Give the stretch of the material below from the line containing "the cockpit window" through the line containing "[(270, 234), (247, 235), (292, 240)]" as a Markdown table. Use the columns No. and Text, with one numbered row per line and no blank lines.

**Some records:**

═══

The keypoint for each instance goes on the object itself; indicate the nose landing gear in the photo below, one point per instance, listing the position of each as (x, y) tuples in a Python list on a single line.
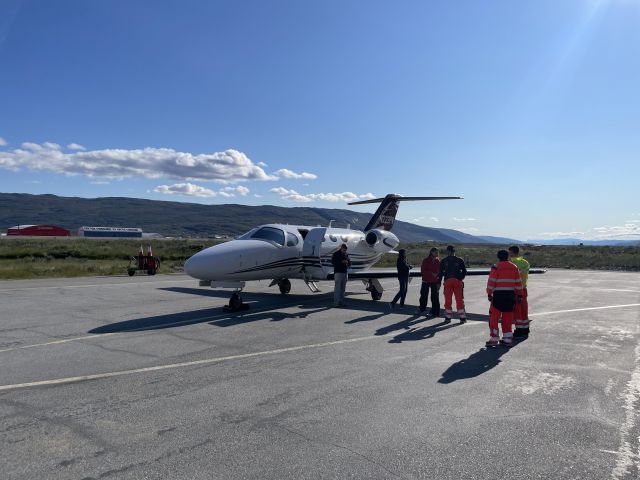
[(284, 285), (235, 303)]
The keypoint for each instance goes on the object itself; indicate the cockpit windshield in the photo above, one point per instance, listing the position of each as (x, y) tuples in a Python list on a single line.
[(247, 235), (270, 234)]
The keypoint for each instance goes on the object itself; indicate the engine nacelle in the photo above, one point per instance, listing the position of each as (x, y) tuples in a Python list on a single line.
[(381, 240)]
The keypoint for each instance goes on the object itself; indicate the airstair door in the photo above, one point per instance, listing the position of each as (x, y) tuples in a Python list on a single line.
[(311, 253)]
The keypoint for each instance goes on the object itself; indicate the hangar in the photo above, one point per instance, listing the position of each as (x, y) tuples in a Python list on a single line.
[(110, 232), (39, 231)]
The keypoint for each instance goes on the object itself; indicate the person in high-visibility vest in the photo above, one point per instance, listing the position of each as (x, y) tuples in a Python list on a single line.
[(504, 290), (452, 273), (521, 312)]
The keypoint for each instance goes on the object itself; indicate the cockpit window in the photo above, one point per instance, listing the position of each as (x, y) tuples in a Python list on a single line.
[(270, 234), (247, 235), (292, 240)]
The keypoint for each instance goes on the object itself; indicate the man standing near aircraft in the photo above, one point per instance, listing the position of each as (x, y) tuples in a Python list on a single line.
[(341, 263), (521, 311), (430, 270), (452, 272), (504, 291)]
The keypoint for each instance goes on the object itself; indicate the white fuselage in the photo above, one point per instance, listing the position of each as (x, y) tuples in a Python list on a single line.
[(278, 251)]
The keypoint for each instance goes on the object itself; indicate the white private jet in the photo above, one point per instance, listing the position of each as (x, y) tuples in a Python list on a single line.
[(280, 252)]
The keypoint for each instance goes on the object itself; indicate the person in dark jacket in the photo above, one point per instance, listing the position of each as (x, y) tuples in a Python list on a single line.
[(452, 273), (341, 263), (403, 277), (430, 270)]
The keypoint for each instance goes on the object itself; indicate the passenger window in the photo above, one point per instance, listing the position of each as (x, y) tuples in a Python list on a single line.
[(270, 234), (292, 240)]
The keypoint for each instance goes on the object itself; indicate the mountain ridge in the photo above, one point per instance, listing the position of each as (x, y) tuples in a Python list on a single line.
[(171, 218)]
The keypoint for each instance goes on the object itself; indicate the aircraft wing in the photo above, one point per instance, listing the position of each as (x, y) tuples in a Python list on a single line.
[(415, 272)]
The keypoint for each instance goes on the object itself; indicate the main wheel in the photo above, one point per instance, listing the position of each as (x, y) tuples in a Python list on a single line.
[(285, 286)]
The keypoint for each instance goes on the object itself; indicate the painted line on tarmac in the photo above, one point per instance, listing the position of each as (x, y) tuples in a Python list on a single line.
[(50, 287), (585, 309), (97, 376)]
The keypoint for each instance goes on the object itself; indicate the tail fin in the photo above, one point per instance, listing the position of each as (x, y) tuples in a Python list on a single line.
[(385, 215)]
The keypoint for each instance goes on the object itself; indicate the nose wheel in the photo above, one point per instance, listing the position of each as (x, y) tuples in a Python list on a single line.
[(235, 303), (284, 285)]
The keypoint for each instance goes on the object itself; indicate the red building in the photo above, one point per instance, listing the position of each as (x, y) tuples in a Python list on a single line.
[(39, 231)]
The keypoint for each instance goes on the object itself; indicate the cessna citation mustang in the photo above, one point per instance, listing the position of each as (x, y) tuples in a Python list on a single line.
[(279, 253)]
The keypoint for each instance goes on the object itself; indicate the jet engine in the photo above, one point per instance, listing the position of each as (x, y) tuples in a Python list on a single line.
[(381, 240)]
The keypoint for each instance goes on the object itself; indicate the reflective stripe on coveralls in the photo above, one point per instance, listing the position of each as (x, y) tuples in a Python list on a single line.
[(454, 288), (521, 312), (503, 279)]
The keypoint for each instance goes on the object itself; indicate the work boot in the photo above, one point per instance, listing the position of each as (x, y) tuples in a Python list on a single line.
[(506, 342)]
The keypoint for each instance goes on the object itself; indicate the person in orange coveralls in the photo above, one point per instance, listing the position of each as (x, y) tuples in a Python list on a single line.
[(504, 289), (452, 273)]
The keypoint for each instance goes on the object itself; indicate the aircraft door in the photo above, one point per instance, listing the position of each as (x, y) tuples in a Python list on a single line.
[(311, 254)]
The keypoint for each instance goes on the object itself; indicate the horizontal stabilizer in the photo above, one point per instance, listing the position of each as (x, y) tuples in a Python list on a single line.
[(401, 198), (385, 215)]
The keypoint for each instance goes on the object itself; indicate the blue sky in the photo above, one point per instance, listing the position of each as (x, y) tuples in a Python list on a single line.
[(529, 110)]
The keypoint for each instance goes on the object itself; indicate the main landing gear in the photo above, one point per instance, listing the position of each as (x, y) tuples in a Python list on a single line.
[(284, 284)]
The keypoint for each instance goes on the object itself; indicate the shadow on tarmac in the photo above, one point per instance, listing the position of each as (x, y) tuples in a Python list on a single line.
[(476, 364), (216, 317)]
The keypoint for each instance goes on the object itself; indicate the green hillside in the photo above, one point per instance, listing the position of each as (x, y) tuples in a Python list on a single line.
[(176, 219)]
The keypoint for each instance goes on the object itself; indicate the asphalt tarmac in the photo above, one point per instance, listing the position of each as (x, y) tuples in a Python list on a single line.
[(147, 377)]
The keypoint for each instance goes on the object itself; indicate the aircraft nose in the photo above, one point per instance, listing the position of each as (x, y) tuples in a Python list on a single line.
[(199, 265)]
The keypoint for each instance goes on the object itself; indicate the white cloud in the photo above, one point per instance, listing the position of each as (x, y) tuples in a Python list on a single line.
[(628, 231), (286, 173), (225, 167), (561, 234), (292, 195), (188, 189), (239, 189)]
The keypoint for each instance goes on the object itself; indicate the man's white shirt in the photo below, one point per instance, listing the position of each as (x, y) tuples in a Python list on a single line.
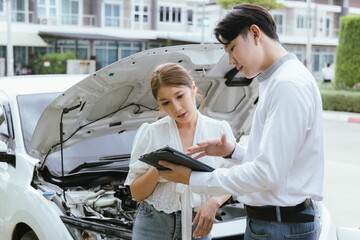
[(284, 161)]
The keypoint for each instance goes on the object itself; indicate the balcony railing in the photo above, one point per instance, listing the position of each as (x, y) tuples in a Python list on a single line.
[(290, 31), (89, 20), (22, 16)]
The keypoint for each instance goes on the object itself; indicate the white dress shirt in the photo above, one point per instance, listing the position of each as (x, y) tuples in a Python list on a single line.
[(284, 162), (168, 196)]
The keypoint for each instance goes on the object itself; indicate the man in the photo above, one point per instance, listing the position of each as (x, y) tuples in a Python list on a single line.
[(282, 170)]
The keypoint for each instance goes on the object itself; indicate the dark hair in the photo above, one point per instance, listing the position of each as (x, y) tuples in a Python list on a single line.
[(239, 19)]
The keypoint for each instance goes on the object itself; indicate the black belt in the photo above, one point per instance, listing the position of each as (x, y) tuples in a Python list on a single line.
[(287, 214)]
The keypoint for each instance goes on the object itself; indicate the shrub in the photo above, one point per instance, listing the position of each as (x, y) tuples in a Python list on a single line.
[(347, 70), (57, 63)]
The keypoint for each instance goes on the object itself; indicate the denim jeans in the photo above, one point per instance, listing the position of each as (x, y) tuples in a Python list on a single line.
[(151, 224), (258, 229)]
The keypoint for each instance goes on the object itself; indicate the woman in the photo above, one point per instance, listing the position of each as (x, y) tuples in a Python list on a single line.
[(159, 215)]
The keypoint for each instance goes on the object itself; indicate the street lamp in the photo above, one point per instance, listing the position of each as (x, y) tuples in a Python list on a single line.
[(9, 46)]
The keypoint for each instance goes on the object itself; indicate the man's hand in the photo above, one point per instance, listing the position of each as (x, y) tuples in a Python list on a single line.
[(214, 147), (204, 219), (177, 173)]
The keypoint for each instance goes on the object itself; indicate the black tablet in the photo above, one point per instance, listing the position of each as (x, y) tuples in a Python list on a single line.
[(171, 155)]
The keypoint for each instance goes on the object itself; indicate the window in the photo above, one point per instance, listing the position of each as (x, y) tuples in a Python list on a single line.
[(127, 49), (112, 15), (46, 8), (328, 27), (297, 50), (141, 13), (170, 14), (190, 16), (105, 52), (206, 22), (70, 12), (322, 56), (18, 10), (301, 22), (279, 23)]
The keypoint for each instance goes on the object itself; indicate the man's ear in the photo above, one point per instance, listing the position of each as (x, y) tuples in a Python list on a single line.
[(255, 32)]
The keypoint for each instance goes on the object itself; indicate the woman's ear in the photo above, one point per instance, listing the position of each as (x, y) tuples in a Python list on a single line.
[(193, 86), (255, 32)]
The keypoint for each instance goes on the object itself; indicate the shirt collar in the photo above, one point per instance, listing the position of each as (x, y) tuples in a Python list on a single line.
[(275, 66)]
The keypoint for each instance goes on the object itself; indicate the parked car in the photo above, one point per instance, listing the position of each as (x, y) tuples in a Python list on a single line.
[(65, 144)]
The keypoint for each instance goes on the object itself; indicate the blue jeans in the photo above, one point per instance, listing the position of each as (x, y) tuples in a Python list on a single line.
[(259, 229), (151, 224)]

═══

**RESULT OF THE EXERCISE:**
| No. | Text |
|---|---|
| 1 | The keypoint for each instance goes on the object itself; indicate the cockpit window in the photo above, one point per instance, listing the position of each as (x, y) tuples in a Python list on a single line. |
| 2 | [(270, 234), (247, 235), (292, 240)] |